__Document excerpt__:
In Petaluma, seedsman and farmer Eric George has been growing produce for projects that support the Open Source Seed Initiative (OSSI), a national organization dedicated to the cause of “freeing the seeds.” Originally developed for computer software, the open source model makes intellectual property— whether computer code or seeds—freely available for use and provides a way for that material to stay freely available in perpetuity.
Seed breeders that sign the OSSI pledge vow to keep their seeds free of patents, licenses, and other restrictions on freedom of use. OSSI stores a database of crop varieties that have been pledged as what they call “freed seed” and provides links on its website to where those seeds can be purchased, whether from seed companies or individual breeders and seed growers. They also build awareness of the importance of keeping seeds unencumbered from legal restrictions and free to be used, shared, saved, bred, and sold.

Recorded data:

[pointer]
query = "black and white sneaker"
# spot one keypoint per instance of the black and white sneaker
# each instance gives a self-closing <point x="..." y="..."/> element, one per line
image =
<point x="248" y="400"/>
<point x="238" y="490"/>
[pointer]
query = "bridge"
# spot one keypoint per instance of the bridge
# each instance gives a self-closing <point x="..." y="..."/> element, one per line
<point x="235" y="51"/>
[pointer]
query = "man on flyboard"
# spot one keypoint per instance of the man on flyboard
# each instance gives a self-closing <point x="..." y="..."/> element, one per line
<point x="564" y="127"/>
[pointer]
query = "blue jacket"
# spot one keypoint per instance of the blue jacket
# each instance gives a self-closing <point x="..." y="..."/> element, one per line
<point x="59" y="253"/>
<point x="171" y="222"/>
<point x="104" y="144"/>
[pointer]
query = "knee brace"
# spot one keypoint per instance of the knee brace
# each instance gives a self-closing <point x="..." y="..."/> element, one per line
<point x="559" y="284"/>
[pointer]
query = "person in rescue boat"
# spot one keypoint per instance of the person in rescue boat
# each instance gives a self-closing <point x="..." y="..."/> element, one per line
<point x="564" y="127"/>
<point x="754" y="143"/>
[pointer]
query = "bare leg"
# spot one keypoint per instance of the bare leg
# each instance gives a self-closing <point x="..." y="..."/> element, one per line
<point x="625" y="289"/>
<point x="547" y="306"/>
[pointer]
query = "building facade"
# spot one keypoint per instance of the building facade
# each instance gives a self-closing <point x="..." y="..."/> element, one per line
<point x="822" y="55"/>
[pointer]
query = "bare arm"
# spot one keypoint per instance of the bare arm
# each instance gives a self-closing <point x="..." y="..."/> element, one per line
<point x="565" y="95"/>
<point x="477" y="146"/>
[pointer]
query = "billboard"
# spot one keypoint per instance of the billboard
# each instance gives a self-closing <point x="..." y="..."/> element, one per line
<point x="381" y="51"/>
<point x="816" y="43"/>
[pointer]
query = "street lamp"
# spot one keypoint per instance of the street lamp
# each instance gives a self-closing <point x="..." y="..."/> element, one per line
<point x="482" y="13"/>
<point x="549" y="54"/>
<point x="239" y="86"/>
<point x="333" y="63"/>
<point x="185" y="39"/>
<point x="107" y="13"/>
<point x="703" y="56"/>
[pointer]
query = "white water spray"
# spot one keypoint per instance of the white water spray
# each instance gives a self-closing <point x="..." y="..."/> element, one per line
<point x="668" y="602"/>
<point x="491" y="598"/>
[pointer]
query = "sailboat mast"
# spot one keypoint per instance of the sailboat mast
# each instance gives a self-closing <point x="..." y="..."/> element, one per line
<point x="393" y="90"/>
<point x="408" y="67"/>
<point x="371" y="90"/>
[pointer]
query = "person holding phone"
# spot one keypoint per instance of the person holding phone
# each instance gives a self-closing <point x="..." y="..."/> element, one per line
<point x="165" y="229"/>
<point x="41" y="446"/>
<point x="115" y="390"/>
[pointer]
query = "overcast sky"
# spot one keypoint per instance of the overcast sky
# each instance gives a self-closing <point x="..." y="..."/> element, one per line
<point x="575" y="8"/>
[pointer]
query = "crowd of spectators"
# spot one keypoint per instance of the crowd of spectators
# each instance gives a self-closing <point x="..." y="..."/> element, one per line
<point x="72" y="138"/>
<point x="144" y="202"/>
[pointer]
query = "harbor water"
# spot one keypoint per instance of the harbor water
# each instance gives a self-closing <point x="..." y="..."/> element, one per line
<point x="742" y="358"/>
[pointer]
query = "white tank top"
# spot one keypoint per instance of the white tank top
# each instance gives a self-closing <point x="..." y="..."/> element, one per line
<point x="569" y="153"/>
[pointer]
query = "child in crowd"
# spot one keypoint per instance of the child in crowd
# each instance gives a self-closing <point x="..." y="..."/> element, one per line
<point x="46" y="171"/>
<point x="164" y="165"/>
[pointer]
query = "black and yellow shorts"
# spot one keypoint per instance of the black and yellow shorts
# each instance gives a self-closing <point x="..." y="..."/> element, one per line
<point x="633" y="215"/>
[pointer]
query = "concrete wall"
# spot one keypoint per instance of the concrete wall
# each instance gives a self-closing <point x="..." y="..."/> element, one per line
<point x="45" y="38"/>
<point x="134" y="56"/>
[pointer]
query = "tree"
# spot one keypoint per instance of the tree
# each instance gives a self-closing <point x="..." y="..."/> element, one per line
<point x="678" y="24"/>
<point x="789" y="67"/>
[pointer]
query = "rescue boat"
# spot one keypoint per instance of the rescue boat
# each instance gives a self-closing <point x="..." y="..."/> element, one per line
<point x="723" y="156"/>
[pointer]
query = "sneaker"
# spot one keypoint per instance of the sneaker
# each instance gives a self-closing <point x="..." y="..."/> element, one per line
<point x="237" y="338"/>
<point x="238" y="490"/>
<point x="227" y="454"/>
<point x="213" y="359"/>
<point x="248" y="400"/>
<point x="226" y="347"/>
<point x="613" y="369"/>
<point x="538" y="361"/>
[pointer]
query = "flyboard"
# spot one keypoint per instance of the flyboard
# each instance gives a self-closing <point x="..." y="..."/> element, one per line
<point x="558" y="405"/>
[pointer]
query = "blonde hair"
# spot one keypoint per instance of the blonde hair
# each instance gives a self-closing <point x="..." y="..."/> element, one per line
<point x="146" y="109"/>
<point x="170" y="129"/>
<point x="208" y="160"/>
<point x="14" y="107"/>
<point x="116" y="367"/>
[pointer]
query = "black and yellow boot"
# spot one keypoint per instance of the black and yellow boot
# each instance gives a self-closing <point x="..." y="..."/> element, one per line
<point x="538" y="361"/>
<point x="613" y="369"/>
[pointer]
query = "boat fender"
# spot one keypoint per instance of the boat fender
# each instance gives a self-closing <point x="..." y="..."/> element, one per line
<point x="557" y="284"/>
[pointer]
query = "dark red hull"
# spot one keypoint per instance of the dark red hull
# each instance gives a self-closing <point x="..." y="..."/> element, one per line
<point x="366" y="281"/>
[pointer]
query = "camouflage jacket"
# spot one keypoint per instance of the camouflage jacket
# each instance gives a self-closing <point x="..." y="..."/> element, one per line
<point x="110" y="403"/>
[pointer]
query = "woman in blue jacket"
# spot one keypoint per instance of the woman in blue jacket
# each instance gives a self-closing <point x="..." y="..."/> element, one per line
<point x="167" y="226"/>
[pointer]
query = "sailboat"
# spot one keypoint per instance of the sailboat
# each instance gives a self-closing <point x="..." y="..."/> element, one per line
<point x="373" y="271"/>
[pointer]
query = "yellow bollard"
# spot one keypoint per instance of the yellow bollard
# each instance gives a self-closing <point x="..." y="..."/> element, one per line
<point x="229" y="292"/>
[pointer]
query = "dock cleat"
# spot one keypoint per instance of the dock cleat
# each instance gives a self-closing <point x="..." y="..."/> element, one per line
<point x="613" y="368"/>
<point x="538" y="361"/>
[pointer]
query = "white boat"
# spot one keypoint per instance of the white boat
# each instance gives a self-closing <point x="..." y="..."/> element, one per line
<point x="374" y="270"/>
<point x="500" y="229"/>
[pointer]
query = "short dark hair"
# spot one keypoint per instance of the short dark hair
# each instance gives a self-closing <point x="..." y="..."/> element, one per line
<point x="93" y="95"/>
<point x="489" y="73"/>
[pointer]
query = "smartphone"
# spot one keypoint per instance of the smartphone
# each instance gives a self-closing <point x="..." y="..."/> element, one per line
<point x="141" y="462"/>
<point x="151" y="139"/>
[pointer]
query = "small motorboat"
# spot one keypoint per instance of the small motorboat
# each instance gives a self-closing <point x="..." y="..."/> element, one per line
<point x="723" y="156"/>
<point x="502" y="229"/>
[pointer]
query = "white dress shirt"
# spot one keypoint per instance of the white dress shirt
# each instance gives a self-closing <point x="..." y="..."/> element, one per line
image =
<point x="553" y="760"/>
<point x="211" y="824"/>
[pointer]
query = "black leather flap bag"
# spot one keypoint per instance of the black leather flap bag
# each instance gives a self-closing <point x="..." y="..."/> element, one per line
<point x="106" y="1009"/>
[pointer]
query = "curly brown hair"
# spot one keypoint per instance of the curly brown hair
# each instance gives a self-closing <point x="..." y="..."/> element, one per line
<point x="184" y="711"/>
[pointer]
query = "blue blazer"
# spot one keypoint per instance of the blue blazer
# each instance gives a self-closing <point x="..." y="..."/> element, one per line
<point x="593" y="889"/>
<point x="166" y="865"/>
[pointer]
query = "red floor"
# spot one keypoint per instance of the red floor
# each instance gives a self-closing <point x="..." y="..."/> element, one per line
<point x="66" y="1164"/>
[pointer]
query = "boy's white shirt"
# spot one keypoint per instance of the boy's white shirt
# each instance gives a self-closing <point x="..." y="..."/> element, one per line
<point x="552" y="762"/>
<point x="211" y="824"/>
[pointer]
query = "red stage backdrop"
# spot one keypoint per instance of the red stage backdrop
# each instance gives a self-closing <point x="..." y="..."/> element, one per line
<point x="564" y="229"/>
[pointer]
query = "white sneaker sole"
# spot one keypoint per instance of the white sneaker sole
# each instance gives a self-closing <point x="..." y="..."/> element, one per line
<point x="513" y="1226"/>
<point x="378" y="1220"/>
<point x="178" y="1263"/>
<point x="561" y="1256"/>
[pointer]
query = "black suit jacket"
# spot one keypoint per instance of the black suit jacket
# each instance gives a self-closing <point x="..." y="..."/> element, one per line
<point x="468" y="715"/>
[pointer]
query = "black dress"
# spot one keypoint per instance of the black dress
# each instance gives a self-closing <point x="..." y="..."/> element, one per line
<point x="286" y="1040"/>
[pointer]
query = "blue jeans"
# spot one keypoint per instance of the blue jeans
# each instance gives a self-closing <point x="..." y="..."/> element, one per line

__Required tasks__:
- A) Answer these questions about the seed initiative passage:
(i) In what place does Eric George grow produce?
(ii) What was the open source model originally developed for?
(iii) What do they call the crop varieties pledged in the OSSI database?
- B) Can you reproduce the seed initiative passage word for word, from "In Petaluma, seedsman" down to "available in perpetuity."?

__Answers for this exercise__:
- A)
(i) Petaluma
(ii) Computer software
(iii) "Freed seed"

- B)
In Petaluma, seedsman and farmer Eric George has been growing produce for projects that support the Open Source Seed Initiative (OSSI), a national organization dedicated to the cause of “freeing the seeds.” Originally developed for computer software, the open source model makes intellectual property— whether computer code or seeds—freely available for use and provides a way for that material to stay freely available in perpetuity.